-- PASSAGE FOR REVIEW --
____________
On the other hand, there appear to be opposing and conflicting effects of UA in cerebrovascular disease, with elevated UA proposed as a risk factor [5], although the functional outcome of ischemic stroke is improved in the absence of reduced UA [3, 4]. The finding that the effect of UA on stroke outcome is confounded in hyperglycemic patients [22] indicated that there might be an interaction between hyperglycemia and UA in the associations with dementia due to cerebrovascular causes, i.e., VaD. However, there was no influence of elevated HbA1c on the main findings of a reduction below control values of UA in AD but not in VaD. These findings indicate that, independent of hyperglycemia, reduced UA is not associated with VaD.

Substantial reductions in dementia were seen in the three cholesterol measures. However, a significant reduction only in total cholesterol was observed in the AD group, while a highly significant reduction in HDL was specific to patients with VaD.

That relative deficits were observed in all three cholesterol measures is notable—it appears that the reduction in potentially atherosclerogenic LDL may be offset by the reduction in protective HDL. These changes were independent of statin use; statins had no apparent effect on lipid measures. This may be related to the fact that subjects presenting initially with elevated cholesterol are more likely to receive statins, the use of which is greater in the VaD group, which would then tend to reduce total cholesterol and LDL, while they have little effect on HDL [23].
____________
-- PARTS OF THE EXERCISE --
a: Write out the passage on uric acid, cholesterol, and dementia word for word, starting at "Substantial reductions in" and ending at "patients with VaD.".
b: In the passage on uric acid, cholesterol, and dementia, which cholesterol measure showed a highly significant reduction specific to patients with VaD?
The data below come from a different source.

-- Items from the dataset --
____________
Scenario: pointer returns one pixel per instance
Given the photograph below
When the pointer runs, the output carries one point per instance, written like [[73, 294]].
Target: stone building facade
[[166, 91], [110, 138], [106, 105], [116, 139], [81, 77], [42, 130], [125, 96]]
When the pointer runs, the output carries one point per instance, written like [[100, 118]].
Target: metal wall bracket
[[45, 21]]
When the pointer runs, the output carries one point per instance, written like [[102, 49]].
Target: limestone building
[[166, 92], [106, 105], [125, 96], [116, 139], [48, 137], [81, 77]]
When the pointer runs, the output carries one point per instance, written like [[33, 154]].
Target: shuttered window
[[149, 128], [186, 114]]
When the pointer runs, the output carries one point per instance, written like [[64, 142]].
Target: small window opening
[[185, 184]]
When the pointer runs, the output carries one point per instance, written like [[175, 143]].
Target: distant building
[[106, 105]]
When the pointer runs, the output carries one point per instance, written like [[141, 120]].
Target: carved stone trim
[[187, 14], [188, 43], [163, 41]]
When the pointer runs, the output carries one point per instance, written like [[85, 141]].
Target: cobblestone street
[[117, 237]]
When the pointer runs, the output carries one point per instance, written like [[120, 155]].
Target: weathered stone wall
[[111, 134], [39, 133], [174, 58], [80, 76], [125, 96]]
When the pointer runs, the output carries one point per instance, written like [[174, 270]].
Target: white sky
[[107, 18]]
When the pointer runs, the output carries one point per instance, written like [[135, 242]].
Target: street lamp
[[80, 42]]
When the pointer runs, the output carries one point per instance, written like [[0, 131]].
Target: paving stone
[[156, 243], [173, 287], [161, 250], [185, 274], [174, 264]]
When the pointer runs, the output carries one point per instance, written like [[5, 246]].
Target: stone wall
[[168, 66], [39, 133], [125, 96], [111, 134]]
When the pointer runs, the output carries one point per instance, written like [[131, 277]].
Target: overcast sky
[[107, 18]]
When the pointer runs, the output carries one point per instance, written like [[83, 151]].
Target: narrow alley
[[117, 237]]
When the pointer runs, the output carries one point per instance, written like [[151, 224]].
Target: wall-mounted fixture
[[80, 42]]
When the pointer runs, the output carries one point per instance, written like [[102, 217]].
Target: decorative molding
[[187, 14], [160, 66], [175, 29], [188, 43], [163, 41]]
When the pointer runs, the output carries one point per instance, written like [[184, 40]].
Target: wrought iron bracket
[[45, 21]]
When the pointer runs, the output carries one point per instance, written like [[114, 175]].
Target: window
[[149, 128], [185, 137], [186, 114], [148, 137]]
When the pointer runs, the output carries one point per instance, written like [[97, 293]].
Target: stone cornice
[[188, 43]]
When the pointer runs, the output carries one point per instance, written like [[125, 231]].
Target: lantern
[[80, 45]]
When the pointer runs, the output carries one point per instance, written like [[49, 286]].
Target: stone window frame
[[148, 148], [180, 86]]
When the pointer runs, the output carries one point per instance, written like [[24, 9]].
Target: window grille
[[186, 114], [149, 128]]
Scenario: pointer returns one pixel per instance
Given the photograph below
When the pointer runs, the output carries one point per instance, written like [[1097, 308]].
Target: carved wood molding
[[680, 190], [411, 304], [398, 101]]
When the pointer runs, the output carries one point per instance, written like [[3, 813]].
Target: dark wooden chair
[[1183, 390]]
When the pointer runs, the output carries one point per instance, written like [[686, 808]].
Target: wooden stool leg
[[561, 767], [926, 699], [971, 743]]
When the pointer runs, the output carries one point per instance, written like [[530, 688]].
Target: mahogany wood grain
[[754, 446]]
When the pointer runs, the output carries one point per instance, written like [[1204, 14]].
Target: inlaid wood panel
____________
-- TASK-BY-TASK SOLUTIONS --
a:
Substantial reductions in dementia were seen in the three cholesterol measures. However, a significant reduction only in total cholesterol was observed in the AD group, while a highly significant reduction in HDL was specific to patients with VaD.

b: HDL